Latest revision as of 01:58, 30 July 2021

How essential is the data - does it have to be backed up?

  • Intermediate output, run logs
    • Not useful once an experiment is finished
  • Processing scripts
    • Useful to reproduce an experiment but could be redone
  • Model input
    • Essential to reproduce an experiment
  • Ease of reproducing the data
    • observations cannot be recreated
    • some input data might be available elsehwere but difficult to obtain 
    • can be reproduced but slow and cpu consuming process
    • easy to reproduce: backup code/workflow
  • Published results
    • they should be backed up, check what is repository strategy
    • data underlining publications or a PhD thesis has to be available in case of legal dispute for  5 years from publication
  • Database
    • ​​​​​​​​​​​​​​usually hard to rebuild but small enough to be backed-up frequently
  • Number of people accessing the data
    • Just you, your group, people from around the world
    • This is particularly important if you are maintaining a web service via cloud, you should make sure you can recover your instance quickly and resume the service with the minimum interruption


How big is the data?

  • Text files - Source code, scripts, configuration files, small data files
    • Sizes < 100 MB
    • Not suitable for archives unless bundled into a tar file
  • Data files - NetCDF &c
    • 1 GB to 100's of GB
    • Archive systems like tape are specifically designed for this

How often is updated?

  • Unchanging once produced - e.g. raw model output
    • Tape archives
  • It is updated and reviewed occasionally but not too frequently: post-processed output
    • external drives, cloud and IT services, faster to retrieve than tape
  • Continually changing - source code under development
    • Use automated revision control system - subversion, git

 

How safe is the backup system? What happens if...

  • You delete a file
  • The local file system fails
    • Back up on a different file system
  • Your storage provider goes bankrupt
    • Multiple backup providers
  • A fire destroys a building
    • Offsite/multiple backups
  • A flood/earthquake damages a city
    • Offsite/multiple backups with a wide separation

Check regularly logs and that you can actually recover the files!!!

**Given records:**

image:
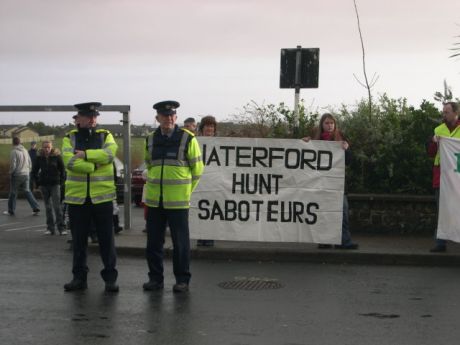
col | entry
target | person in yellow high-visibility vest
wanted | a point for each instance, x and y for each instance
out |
(88, 155)
(450, 128)
(174, 163)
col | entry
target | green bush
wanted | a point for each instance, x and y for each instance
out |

**Exercise 1:**
Do these statements agree with the backup text? Answer yes or no for each, quoting the words that settle it.
(a) Processing scripts are essential to reproduce an experiment.
(b) Data files such as NetCDF can be as large as hundreds of GB.
(c) Text files are suitable for archives without any bundling.
**Exercise 2:** Print the part of the backup text from "How big is the" to "often is updated?".
Work from the backup text alone and leave the material aside.

**Full solution 1:**
(a) No: "Useful to reproduce an experiment but could be redone"
(b) Yes: "1 GB to 100's of GB"
(c) No: "Not suitable for archives unless bundled into a tar file"

**Full solution 2:**
How big is the data?

  • Text files - Source code, scripts, configuration files, small data files
    • Sizes < 100 MB
    • Not suitable for archives unless bundled into a tar file
  • Data files - NetCDF &c
    • 1 GB to 100's of GB
    • Archive systems like tape are specifically designed for this

How often is updated?